+++ Passage +++

Be open and honest about how you’re feeling. Don’t pretend, for yourself or others, that you’re okay if you’re not. Also realize that you are allowed to be okay. You do not have to feel sad all the time, or even at all. Different people react differently to breakups, and you’re entitled to feel emotionless as much as overly emotional. Talk to people instead of just holding it in and being moody, down or anxious. Other people can support you if they actually know what is going on.
- Remember that there are other people who care. Even if it doesn’t always feel that way, there are. There are people around you who understand, and will help.
Let yourself cry if you want to. It’s okay to cry. Crying can help to release your emotions. Just let it all out. After this you will feel a lot better. Make sure you call your best friends and have happy conversations after.
Use your breakup as an opportunity to become the person you have always wanted to be. Take on a daunting goal, such as learning a new language, instrument, or skill. There has never been a better time to set these goals in motion, and now you have a lot more time to do it!

+++ Recorded data +++

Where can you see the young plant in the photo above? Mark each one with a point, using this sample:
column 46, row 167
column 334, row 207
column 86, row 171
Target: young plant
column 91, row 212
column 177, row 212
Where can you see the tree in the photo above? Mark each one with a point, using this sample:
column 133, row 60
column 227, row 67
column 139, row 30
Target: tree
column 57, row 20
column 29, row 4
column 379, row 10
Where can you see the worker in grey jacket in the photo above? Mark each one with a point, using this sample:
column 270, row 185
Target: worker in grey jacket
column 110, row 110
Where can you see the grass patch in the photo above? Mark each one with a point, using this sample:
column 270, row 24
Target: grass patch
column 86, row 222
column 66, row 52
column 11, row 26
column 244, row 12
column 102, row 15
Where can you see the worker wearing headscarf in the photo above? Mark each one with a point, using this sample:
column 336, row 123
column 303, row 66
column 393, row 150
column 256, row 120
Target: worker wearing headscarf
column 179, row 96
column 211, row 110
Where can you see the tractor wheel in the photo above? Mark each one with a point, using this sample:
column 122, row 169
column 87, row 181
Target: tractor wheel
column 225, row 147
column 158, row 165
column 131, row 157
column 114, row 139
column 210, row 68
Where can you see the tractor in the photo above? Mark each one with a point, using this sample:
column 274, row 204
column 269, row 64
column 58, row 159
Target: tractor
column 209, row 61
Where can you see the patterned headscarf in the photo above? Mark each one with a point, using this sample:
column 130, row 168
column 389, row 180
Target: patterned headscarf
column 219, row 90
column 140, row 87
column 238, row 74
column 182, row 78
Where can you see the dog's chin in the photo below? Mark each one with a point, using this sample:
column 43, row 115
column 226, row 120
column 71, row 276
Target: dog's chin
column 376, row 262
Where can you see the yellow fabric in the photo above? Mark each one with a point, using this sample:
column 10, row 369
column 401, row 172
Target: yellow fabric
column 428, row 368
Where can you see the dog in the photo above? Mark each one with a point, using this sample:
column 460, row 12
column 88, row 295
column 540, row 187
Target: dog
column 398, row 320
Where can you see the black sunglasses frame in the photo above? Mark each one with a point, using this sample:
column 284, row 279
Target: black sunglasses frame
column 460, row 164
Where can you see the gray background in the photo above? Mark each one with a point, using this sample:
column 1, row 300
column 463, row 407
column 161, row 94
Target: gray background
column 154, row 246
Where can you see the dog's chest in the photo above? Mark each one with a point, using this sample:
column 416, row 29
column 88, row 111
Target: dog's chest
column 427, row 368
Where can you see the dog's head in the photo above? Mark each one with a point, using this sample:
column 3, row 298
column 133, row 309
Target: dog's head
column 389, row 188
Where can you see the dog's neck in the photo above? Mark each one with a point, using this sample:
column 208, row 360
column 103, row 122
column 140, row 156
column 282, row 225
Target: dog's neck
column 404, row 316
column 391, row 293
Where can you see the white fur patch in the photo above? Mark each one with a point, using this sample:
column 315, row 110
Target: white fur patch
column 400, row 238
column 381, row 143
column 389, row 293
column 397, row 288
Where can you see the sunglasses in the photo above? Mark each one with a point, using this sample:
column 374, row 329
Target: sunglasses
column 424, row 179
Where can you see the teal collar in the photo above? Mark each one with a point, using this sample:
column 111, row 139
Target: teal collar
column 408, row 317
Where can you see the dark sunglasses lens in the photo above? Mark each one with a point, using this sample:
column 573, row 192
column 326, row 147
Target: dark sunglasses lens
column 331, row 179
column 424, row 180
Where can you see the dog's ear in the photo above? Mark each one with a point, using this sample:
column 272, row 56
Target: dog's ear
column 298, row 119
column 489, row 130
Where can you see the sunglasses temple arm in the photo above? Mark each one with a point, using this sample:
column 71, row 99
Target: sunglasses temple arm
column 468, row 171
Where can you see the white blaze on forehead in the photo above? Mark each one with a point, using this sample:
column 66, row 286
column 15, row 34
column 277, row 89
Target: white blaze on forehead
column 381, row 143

+++

*Your task*:
Please reproduce the part of the breakup advice that opens with the words containing "Be open and" and closes with "and will help.". The lines are separate material, apart from the breakup advice.

*Task answer*:
Be open and honest about how you’re feeling. Don’t pretend, for yourself or others, that you’re okay if you’re not. Also realize that you are allowed to be okay. You do not have to feel sad all the time, or even at all. Different people react differently to breakups, and you’re entitled to feel emotionless as much as overly emotional. Talk to people instead of just holding it in and being moody, down or anxious. Other people can support you if they actually know what is going on.
- Remember that there are other people who care. Even if it doesn’t always feel that way, there are. There are people around you who understand, and will help.